◆ **PASSAGE**:
- - - -

My logos had done the impossible.
There’s still a long way to go before the stone is completely rolled away. I swear like a sailor. I argue with my feelings. I’m not as quick with kindness for myself or others. Menopausal weight gain feels like punishment and less like feminine rhythm. I dread birthdays because, “old,” rather than “wise.” I occasionally fall into viewing events as happening to me instead of for me.
After all, I’m just a lowercase logos. Some things require an assist from the Uppercase Version.
For my brothers who love the feminine and would like to see more of her, then be a rock. Affirm and draw out her femininity by making her feel cherished and secure. Give her time and space to nurture beauty, not worry about money, look at the sun, play with babies. Tell her she’s gorgeous (like once an hour). Look at her in wonder like you mean it. Bring her flowers at least once a week. If it won’t bankrupt you, buy her diamonds. Don’t whine about manicures, throw pillows, bird-feeders and essential oils. Remember, she spent the past few decades internalizing that beauty and mysticism and bonding with nature were frivolous at best, and dangerous at worst. Don’t pile on.
And for my sisters, if Feminine-You got stabbed in the heart and shoved in the trunk of the car of life, let this Resurrection season give you a reason to hope. She’s only mostly dead.
I bet if you turn on the Go-Gos and grab a hairbrush, you’ll see some signs of life.

- - - -

◆ **SET TASK A**: Pull out every line of the rows that contains the string "wooden". Case counts.

◆ **ENTRIES**:
- - - -

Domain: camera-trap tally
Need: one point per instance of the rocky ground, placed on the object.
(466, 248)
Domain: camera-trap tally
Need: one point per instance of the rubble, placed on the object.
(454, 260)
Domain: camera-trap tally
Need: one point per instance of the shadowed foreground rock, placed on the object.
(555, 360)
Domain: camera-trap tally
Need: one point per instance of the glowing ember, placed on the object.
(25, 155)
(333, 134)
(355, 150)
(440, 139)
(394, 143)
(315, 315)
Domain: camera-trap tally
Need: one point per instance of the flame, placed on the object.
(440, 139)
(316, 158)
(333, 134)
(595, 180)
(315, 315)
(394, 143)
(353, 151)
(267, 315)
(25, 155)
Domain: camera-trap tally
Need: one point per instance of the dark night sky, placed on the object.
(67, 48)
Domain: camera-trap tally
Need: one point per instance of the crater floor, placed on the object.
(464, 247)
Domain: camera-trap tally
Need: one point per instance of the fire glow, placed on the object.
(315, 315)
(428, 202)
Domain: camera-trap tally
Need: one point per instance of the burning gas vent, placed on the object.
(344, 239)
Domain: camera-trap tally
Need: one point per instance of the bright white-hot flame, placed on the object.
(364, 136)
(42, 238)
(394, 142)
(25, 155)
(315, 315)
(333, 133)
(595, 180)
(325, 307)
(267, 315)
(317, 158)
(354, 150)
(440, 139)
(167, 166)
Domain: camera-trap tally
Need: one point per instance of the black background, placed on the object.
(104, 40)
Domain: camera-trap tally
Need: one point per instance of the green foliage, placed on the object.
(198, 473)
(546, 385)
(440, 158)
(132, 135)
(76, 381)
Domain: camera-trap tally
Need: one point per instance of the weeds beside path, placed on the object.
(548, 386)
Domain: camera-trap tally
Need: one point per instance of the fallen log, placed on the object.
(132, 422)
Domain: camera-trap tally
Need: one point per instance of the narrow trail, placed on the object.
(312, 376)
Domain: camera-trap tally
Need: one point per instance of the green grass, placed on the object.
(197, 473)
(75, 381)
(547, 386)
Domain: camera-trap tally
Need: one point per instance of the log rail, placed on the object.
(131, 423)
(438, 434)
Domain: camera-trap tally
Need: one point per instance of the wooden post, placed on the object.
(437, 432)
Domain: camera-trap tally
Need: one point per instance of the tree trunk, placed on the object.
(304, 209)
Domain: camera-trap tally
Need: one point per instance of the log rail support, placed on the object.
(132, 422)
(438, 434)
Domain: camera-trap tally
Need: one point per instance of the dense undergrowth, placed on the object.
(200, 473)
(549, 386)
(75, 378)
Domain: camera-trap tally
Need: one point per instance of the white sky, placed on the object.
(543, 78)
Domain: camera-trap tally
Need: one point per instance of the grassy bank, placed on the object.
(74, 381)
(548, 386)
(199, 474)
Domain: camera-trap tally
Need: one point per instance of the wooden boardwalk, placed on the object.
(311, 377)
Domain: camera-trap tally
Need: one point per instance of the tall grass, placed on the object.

- - - -

◆ **SET TASK B**: Translate this sentence from the passage on femininity into Spanish: "Bring her flowers at least once a week."

◆ **COMPLETE ANSWER A**:
Need: one point per instance of the wooden post, placed on the object.
Need: one point per instance of the wooden boardwalk, placed on the object.

◆ **COMPLETE ANSWER B**: Tráele flores al menos una vez por semana.